=== Brief ===
Put the lines of the records below into a numbered list, starting at the line that has "point: green shrub |" and ending with the final line of the records. Leave out any blank lines.

↓↓↓

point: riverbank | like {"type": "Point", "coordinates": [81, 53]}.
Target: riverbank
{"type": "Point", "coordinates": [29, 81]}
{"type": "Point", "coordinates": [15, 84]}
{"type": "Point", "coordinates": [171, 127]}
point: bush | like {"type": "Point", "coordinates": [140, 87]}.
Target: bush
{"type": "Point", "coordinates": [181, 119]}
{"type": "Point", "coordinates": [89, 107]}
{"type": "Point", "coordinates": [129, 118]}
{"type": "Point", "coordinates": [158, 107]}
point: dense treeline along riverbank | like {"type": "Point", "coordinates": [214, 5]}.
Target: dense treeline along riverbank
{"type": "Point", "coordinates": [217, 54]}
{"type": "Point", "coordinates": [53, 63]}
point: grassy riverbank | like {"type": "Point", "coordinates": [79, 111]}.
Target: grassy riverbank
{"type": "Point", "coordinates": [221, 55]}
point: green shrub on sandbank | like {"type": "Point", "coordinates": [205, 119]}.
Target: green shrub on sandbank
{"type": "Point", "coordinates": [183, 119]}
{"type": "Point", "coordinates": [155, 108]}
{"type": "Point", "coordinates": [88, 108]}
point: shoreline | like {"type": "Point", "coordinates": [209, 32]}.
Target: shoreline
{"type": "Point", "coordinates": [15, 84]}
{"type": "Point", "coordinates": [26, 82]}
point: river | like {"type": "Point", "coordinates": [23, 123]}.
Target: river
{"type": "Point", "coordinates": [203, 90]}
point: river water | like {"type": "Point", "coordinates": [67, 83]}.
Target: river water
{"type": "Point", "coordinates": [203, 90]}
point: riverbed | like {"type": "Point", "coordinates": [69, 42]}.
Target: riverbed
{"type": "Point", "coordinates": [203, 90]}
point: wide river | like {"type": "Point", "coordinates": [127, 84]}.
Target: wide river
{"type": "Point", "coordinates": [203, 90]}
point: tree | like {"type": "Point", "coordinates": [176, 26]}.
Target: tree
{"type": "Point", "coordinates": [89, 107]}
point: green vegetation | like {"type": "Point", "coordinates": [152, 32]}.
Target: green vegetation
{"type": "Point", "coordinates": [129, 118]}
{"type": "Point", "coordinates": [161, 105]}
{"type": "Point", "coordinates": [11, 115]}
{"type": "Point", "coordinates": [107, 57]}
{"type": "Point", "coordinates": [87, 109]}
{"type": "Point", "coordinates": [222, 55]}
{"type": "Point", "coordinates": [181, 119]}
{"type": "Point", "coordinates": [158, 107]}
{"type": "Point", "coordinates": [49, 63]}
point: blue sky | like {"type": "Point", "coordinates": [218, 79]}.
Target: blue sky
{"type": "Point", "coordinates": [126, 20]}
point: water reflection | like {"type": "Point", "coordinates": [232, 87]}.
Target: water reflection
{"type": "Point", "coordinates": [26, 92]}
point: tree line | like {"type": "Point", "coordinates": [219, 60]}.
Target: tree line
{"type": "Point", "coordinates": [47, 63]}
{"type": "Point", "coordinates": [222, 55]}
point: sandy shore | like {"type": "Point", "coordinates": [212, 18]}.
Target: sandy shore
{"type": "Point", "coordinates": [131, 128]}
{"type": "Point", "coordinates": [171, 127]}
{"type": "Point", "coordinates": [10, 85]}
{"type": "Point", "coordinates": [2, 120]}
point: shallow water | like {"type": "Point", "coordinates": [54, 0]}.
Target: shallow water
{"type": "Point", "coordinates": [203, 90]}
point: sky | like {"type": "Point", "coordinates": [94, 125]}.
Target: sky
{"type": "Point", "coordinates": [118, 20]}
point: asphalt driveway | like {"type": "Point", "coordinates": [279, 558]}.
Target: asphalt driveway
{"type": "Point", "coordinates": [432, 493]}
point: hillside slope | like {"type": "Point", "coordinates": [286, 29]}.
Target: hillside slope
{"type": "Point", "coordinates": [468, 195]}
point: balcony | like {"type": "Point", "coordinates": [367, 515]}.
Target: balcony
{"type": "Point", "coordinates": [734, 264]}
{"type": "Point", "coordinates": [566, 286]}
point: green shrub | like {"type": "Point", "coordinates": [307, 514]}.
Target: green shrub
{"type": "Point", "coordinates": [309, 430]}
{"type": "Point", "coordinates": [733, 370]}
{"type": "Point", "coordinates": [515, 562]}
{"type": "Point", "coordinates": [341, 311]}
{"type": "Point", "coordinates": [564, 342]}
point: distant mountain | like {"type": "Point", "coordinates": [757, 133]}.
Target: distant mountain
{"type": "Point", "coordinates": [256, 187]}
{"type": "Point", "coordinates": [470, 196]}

↑↑↑

=== Complete output ===
1. point: green shrub | like {"type": "Point", "coordinates": [307, 514]}.
2. Target: green shrub
3. {"type": "Point", "coordinates": [309, 430]}
4. {"type": "Point", "coordinates": [733, 370]}
5. {"type": "Point", "coordinates": [515, 562]}
6. {"type": "Point", "coordinates": [341, 311]}
7. {"type": "Point", "coordinates": [564, 342]}
8. point: distant mountain | like {"type": "Point", "coordinates": [757, 133]}.
9. Target: distant mountain
10. {"type": "Point", "coordinates": [256, 187]}
11. {"type": "Point", "coordinates": [470, 196]}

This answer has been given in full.